— begin —

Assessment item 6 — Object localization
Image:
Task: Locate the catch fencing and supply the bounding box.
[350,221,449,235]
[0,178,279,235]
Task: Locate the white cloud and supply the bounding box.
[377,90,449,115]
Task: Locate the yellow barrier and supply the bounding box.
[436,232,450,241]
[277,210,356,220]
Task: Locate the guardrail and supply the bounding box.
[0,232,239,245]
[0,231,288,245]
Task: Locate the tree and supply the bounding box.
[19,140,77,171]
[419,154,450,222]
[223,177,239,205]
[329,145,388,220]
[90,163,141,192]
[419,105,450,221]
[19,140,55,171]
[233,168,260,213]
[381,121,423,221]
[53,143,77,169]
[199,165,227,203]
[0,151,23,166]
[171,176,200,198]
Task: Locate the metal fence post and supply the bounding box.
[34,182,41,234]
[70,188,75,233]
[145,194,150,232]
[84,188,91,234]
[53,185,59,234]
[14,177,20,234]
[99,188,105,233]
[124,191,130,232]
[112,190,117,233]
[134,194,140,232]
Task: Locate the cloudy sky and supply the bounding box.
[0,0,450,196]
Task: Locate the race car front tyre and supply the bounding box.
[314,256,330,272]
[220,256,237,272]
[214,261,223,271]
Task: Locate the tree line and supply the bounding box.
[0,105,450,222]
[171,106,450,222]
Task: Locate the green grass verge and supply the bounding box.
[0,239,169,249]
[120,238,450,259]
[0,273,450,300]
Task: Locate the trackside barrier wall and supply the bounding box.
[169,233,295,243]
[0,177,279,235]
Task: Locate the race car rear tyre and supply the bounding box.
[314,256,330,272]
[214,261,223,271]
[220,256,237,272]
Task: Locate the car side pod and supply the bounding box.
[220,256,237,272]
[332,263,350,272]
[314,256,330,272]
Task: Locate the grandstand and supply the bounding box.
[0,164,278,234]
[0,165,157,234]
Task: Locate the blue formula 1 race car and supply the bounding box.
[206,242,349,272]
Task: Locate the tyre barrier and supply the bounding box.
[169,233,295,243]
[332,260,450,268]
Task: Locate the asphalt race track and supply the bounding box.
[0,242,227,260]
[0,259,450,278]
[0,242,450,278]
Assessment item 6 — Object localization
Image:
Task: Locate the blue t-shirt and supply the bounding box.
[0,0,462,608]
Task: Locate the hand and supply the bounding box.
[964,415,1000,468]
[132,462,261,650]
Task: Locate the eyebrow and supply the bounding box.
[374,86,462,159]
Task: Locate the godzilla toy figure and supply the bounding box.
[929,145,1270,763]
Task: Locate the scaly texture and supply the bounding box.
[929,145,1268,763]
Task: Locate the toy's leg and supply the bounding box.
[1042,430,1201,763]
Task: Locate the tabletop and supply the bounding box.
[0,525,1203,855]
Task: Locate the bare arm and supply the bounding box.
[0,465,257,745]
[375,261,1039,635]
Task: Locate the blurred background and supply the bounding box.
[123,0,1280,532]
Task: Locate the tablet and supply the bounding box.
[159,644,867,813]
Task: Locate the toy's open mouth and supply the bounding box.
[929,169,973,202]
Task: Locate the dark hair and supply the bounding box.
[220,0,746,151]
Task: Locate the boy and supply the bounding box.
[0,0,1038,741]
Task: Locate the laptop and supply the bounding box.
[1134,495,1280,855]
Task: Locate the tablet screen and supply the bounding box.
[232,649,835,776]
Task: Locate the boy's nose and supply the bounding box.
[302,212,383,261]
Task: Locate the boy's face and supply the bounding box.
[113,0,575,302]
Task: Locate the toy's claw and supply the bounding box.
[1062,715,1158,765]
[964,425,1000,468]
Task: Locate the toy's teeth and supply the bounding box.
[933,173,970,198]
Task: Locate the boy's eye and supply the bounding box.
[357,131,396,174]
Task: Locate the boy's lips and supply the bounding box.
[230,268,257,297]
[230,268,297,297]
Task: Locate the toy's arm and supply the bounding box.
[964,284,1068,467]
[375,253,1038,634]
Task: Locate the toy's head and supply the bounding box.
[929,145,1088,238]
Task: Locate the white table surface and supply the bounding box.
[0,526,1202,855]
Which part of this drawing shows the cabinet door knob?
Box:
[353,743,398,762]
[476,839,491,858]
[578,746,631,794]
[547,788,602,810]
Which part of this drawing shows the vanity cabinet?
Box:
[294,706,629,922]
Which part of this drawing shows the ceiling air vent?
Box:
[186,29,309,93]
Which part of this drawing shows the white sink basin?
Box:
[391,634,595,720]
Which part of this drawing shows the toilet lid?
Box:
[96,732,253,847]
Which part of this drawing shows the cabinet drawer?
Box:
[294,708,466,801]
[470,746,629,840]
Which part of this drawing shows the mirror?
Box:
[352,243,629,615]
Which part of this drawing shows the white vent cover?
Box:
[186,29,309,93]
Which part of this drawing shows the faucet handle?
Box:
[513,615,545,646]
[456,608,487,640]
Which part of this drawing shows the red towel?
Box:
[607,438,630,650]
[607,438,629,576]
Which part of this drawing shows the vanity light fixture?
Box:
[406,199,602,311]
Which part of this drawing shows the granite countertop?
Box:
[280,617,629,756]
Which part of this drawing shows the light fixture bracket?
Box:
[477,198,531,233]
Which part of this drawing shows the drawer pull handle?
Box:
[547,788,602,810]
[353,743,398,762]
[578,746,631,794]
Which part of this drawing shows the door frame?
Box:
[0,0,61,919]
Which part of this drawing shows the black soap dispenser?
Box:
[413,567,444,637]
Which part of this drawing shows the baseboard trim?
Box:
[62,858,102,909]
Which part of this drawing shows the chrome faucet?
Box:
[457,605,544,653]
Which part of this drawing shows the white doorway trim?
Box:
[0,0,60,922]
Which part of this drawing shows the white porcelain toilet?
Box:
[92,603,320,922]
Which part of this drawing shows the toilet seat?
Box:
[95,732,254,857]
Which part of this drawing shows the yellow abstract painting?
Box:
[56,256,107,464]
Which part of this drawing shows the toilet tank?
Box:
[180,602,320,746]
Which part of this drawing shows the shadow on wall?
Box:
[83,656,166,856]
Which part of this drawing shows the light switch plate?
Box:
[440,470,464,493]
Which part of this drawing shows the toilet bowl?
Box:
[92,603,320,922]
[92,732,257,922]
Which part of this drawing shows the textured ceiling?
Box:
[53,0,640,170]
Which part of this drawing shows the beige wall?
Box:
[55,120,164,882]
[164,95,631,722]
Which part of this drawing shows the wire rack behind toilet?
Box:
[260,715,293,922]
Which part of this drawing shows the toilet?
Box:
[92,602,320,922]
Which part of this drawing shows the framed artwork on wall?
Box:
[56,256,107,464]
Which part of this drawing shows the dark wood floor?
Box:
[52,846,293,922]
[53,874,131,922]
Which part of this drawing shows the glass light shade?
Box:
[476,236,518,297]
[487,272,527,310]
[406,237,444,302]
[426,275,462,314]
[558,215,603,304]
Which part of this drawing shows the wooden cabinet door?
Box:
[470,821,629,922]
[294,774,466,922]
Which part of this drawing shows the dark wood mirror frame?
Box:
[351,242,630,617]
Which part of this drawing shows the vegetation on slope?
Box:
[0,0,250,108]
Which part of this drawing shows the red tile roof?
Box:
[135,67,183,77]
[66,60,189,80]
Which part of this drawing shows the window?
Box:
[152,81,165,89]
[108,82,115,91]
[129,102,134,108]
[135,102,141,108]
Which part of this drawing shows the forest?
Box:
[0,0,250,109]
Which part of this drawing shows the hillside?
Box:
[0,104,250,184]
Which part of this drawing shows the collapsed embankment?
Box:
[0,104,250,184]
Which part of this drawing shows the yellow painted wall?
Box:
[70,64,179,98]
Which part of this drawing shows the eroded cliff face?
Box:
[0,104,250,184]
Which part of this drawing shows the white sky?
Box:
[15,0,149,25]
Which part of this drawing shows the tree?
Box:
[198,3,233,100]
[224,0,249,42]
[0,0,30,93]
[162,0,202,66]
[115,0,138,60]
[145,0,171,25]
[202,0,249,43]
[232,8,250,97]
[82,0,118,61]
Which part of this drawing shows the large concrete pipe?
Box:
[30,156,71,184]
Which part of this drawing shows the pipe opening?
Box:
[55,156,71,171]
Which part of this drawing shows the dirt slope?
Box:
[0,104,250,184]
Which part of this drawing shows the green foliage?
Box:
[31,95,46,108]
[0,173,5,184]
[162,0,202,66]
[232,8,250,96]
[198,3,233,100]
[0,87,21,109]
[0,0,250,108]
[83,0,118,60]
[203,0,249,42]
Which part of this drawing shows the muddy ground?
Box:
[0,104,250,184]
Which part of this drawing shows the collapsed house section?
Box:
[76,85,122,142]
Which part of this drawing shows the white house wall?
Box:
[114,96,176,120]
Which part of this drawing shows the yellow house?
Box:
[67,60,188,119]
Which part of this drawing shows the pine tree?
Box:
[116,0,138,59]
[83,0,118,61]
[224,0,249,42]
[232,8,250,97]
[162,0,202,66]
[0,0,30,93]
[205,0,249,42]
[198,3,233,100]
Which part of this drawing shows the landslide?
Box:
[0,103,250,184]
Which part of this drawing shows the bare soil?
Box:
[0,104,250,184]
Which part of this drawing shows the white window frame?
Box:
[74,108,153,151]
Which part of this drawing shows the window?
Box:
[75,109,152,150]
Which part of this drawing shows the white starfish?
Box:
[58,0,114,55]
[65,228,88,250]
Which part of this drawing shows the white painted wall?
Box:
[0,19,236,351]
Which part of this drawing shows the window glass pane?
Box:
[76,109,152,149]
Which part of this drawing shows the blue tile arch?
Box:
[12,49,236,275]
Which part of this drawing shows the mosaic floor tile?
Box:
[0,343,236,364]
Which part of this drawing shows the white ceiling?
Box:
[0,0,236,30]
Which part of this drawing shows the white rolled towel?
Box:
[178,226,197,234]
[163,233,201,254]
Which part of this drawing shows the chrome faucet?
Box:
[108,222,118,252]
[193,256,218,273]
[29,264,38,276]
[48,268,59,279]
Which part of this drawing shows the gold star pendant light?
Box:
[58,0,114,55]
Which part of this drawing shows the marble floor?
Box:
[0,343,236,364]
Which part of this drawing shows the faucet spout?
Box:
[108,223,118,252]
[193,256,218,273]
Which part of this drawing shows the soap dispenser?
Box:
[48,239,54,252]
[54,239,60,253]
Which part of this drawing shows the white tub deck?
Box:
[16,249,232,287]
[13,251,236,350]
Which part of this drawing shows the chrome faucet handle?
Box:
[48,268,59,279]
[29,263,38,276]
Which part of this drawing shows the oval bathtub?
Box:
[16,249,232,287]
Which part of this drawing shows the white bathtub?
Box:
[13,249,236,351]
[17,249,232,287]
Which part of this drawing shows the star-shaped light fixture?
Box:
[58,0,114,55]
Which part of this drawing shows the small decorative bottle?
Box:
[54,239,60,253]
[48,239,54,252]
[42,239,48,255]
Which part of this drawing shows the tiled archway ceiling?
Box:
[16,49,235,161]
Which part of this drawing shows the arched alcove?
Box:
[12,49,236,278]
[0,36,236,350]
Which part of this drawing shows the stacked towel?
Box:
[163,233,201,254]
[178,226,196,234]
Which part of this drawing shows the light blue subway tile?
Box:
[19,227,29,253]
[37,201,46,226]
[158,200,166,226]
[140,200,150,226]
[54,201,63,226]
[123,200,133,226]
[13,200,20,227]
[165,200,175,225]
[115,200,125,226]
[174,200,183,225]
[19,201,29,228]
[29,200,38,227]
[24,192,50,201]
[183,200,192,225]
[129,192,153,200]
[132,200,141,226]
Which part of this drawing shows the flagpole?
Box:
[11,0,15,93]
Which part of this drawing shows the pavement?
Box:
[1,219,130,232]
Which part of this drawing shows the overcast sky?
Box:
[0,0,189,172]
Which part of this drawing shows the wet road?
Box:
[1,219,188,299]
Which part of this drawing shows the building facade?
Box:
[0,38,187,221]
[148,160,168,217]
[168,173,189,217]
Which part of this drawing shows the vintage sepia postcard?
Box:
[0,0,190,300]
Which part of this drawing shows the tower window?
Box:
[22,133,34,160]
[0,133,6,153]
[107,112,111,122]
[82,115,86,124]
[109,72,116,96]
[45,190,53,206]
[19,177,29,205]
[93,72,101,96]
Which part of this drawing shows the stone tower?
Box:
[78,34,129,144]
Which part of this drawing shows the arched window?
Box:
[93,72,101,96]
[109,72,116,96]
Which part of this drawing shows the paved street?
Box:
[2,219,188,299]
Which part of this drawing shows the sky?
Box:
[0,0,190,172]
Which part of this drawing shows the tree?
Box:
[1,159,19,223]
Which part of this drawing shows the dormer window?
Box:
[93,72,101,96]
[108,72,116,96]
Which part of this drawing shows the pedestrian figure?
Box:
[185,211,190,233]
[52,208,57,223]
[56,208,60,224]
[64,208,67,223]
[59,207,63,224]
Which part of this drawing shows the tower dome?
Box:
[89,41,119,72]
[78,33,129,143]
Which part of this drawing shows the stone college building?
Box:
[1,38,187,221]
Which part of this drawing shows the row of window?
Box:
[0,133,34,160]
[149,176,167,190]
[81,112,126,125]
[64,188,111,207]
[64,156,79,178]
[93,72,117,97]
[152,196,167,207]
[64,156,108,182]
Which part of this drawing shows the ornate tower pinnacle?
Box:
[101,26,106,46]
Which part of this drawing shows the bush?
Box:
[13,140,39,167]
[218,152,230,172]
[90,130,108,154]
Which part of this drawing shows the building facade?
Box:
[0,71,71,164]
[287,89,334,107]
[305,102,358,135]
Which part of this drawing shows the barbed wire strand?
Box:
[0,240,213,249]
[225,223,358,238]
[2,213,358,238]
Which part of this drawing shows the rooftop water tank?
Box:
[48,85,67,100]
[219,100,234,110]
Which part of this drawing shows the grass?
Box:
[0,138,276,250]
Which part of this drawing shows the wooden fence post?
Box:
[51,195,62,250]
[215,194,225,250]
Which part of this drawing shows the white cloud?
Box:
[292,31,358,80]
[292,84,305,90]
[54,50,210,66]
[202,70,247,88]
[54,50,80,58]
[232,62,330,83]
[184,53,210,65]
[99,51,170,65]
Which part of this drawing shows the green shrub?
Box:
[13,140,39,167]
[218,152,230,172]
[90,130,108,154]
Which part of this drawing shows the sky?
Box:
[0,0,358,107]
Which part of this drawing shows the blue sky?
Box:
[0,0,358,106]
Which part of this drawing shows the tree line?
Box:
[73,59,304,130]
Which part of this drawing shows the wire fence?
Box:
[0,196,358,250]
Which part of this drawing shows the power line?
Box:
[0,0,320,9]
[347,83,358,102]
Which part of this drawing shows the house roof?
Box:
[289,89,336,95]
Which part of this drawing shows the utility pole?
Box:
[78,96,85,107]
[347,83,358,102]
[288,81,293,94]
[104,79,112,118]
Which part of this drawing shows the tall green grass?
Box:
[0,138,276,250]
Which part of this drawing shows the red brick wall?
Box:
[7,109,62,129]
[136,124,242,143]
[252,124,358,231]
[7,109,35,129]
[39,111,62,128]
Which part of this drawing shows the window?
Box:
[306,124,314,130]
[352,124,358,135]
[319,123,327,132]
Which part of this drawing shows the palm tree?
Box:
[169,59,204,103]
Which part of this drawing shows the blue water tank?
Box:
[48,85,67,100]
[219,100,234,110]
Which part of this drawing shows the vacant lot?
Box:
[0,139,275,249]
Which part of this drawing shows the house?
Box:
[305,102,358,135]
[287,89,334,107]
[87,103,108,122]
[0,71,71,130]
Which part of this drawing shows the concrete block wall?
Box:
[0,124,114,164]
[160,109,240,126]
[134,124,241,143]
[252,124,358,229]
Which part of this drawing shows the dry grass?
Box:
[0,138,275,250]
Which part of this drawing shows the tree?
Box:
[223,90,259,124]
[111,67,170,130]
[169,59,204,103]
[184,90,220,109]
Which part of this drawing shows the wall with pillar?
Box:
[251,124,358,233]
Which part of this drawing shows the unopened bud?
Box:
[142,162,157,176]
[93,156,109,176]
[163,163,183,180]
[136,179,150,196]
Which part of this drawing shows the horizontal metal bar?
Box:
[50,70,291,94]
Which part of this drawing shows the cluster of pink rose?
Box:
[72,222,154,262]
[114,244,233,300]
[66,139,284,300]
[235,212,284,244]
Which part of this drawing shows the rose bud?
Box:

— end —

What needs to be done – Render everything in the material from the line containing "Which part of this drawing shows the pipe" down to the line containing "[114,96,176,120]", both included, as a Markdown table with the columns Row and Line text. Give each line its own numbered row, and leave out blank lines.

The result –
| Row | Line text |
|---|---|
| 1 | Which part of this drawing shows the pipe opening? |
| 2 | Box: |
| 3 | [55,156,71,171] |
| 4 | Which part of this drawing shows the dirt slope? |
| 5 | Box: |
| 6 | [0,104,250,184] |
| 7 | Which part of this drawing shows the green foliage? |
| 8 | Box: |
| 9 | [31,95,46,108] |
| 10 | [0,173,5,184] |
| 11 | [162,0,202,66] |
| 12 | [232,8,250,96] |
| 13 | [198,3,233,100] |
| 14 | [0,87,21,109] |
| 15 | [0,0,250,108] |
| 16 | [83,0,118,60] |
| 17 | [203,0,249,42] |
| 18 | Which part of this drawing shows the muddy ground? |
| 19 | Box: |
| 20 | [0,104,250,184] |
| 21 | Which part of this drawing shows the collapsed house section? |
| 22 | Box: |
| 23 | [76,85,122,142] |
| 24 | Which part of this drawing shows the white house wall? |
| 25 | Box: |
| 26 | [114,96,176,120] |